─── 文書の抜粋

(a)各項に記載するいずれかの物品には、①未完成の物品で、完成した物品としての重要な特性を提示の際に有するものを含むものとし、また、②完成した物品(この2の原則により完成したものとみなす未完成の物品を含む。)で、提示の際に組み立ててないもの及び分解してあるものを含む。
(b)各項に記載するいずれかの材料又は物質には、当該材料又は物質に他の材料又は物質を混合し又は結合した物品を含むものとし、また、特定の材料又は物質から成る物品には、一部が当該材料又は物質から成る物品も含む。二以上の材料又は物質から成る物品の所属は、3の原則に従って決定する。
HS品目表の解釈に関する通則2
通則2は実質的に次の3つの規則よりなると考えられます。
- 通則2(a) 未完成の物品の所属
- 通則2(a) 提示の際に組立ててないもの及び分解してあるものの所属
- 通則2(b) 二以上の材料又は物質を混合し又は結合した物品の所属
なお、通則2(a)の規定は、第1類から第38類の物品には通常適用しません。

──────

**課題**
上の文書の抜粋では、通則2は実質的にどの規則からなると述べられていますか。すべて挙げてください。

─── データ

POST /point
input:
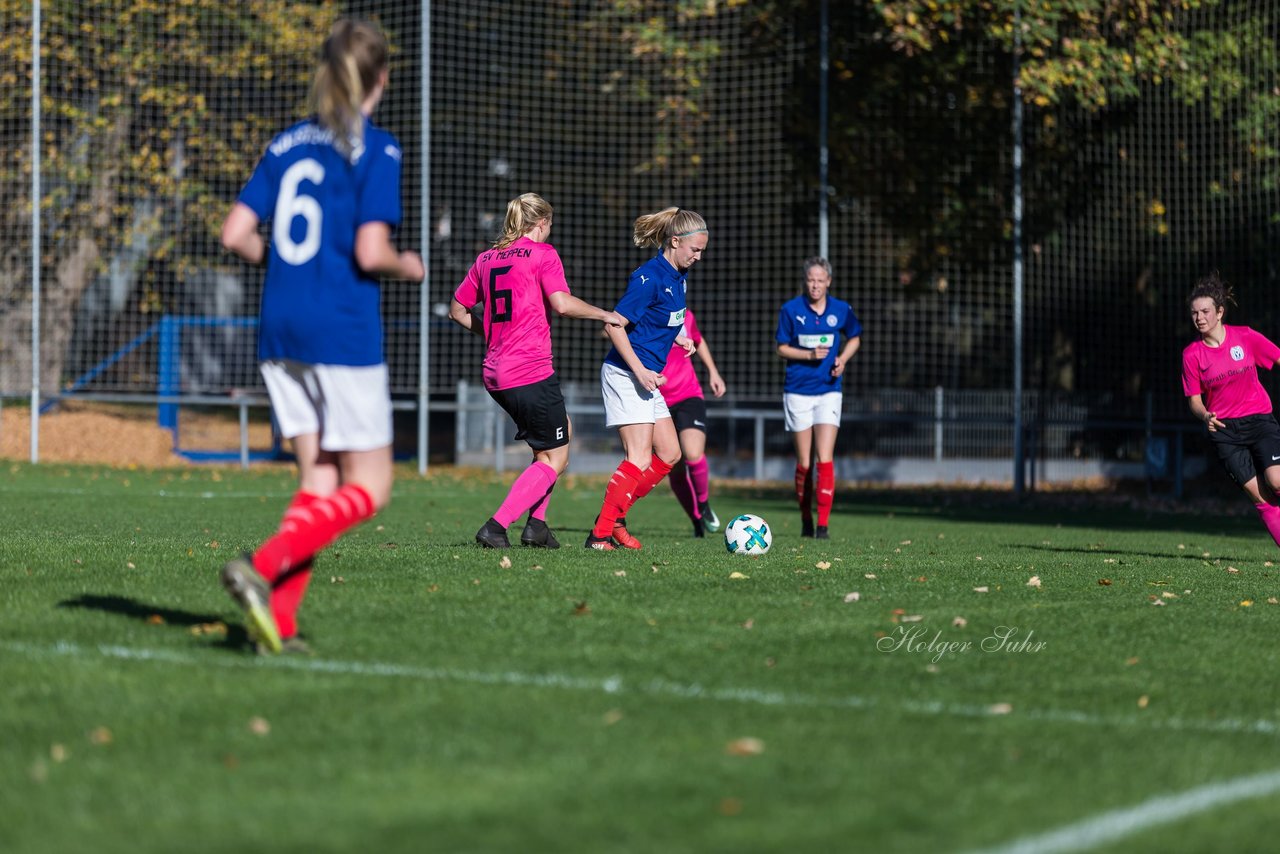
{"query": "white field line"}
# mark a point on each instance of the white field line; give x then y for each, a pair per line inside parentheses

──────

**完了した課題**
- 通則2(a) 未完成の物品の所属
- 通則2(a) 提示の際に組立ててないもの及び分解してあるものの所属
- 通則2(b) 二以上の材料又は物質を混合し又は結合した物品の所属